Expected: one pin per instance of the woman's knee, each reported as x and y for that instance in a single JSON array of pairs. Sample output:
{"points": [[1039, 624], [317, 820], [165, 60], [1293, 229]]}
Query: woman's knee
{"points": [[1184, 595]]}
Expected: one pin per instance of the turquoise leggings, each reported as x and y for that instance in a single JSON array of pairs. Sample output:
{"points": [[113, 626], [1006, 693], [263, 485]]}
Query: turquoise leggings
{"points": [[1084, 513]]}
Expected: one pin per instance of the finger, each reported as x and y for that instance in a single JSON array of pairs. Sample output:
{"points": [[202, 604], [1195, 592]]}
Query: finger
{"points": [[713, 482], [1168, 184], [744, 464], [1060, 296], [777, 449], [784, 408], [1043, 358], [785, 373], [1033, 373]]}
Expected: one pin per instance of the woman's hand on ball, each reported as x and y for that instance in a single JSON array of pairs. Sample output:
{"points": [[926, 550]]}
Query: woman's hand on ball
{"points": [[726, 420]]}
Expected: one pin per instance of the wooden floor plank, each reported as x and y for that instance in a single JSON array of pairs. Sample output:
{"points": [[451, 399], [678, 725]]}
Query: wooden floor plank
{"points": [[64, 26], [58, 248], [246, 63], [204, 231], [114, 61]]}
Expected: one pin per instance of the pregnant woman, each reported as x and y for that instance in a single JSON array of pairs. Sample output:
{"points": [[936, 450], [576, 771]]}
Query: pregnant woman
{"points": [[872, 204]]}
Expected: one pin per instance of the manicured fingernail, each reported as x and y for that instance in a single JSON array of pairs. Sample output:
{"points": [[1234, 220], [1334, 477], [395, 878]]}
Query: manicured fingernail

***

■ **Goal of the exercise**: Rewrite all of the records above as a JSON list of strings, with each line as its own string and blank lines left out.

■ **Response**:
[
  "Expected: one pin per instance of the woman's knee, each reported as x and y for that instance in a single JSON array of pairs. Sample output:",
  "{\"points\": [[1039, 624], [317, 820], [165, 60], [1293, 229]]}",
  "Query: woman's knee",
  "{\"points\": [[1184, 595]]}",
  "Expected: one pin per instance of the turquoise leggings, each reported as x and y for that instance in a single JSON array of pairs. Sample output:",
  "{\"points\": [[113, 626], [1006, 693], [263, 485]]}",
  "Query: turquoise leggings",
  "{\"points\": [[1084, 513]]}",
  "Expected: one pin per instance of the finger, each reported as x and y for that instance in a single JSON array of pairs. Sample output:",
  "{\"points\": [[202, 604], [1195, 592]]}",
  "Query: finger",
  "{\"points\": [[713, 482], [1168, 184], [744, 464], [1060, 296], [777, 449], [784, 408], [1043, 358], [785, 373], [1033, 373]]}",
  "Expected: one pin per instance of the woman's hand on ball, each reported as x and y for that instance in a single JSON array of pairs. Sample output:",
  "{\"points\": [[926, 550]]}",
  "Query: woman's hand on ball",
  "{\"points\": [[726, 420]]}",
  "Expected: one pin per instance of the wooden floor plank, each reported as x and y for that instance in a single JSON array of pairs. Sample output:",
  "{\"points\": [[451, 399], [678, 725]]}",
  "Query: wooden floor plank",
  "{\"points\": [[64, 26], [58, 248], [246, 63], [204, 231], [114, 61]]}",
  "Expected: one pin per instance of the pregnant woman, each reported as x and y for that instance in a single JSON array of pairs. Sample output:",
  "{\"points\": [[936, 450], [576, 771]]}",
  "Query: pregnant woman",
  "{\"points\": [[872, 204]]}",
  "Expected: one pin per instance of the manicured fingernail, each reported as x and y for that instance in a single JSON array of pairs. Sample output:",
  "{\"points\": [[1234, 220], [1334, 477], [395, 878]]}",
  "Query: manicured fingernail"
]